- **GIVEN TASK**
Produce a verbatim copy of the entries listed below.

[START INFORMATION SUPPLIED]

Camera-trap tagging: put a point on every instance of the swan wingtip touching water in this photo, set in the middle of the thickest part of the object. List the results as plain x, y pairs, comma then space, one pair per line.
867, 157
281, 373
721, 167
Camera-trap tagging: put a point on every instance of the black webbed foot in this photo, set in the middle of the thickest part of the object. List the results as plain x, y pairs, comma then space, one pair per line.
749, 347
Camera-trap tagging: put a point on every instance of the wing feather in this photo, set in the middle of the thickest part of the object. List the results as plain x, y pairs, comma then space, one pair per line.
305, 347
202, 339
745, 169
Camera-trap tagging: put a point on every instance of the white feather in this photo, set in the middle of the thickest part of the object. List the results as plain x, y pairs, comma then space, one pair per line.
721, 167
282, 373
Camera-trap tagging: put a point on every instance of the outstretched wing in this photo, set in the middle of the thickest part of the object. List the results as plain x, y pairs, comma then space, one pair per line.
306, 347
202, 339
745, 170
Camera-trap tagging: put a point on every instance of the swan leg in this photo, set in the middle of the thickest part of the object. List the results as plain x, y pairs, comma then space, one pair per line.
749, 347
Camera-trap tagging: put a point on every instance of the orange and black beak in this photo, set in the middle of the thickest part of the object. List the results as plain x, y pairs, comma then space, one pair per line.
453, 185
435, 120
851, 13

[END INFORMATION SUPPLIED]

- **COMPLETE OUTPUT**
Camera-trap tagging: put a point on every instance of the swan wingtip touching water in this photo, set in the middle of the thickest part of the object. List the results as plain x, y pairs, comma then space, one pair per line.
867, 157
281, 373
721, 167
Camera-trap tagging: put a point on every instance of the black webbed foot in this photo, set in the middle of the thickest part of the object. List the results as plain x, y pairs, comma then space, one pair per line.
749, 347
Camera-trap tagging: put a point on every instance of the wing feather in this photo, set in the middle of the thickest part of the object. List the results as plain x, y pairs, comma then space, one pair per line.
305, 347
202, 339
745, 169
Camera-trap tagging: put a point on every instance of the white feather in this photo, set in the middle of the thickest part of the object. List the results as plain x, y pairs, comma then space, one pair per line.
721, 167
282, 373
Camera-trap tagging: put a point on every instance of the outstretched wing in this photo, set in the middle of the thickest part of the object. List the results as plain x, y pairs, comma then space, one pair per line.
306, 347
202, 339
745, 170
Camera-trap tagging: put a point on every instance of the swan leg in this photo, set in the middle of the thickest part of the object. List the results as plain x, y pairs, comma then space, one pair per line.
749, 347
Camera-trap tagging: put a point on every instance of the orange and black beak in this photo, set in the middle of the thickest part of the object. List the results as plain x, y pairs, comma then space, one pair per line.
453, 185
435, 120
851, 13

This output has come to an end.